**Task instructions**
Render the records below as a JSON list of strings, with one string per line and blank lines omitted.

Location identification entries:
+-------+

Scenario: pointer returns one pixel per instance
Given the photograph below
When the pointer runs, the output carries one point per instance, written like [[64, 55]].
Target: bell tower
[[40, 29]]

+-------+

**Finished task**
[
  "Scenario: pointer returns one pixel per instance",
  "Given the photograph below",
  "When the pointer runs, the output carries one point per instance, written like [[64, 55]].",
  "Target: bell tower",
  "[[40, 29]]"
]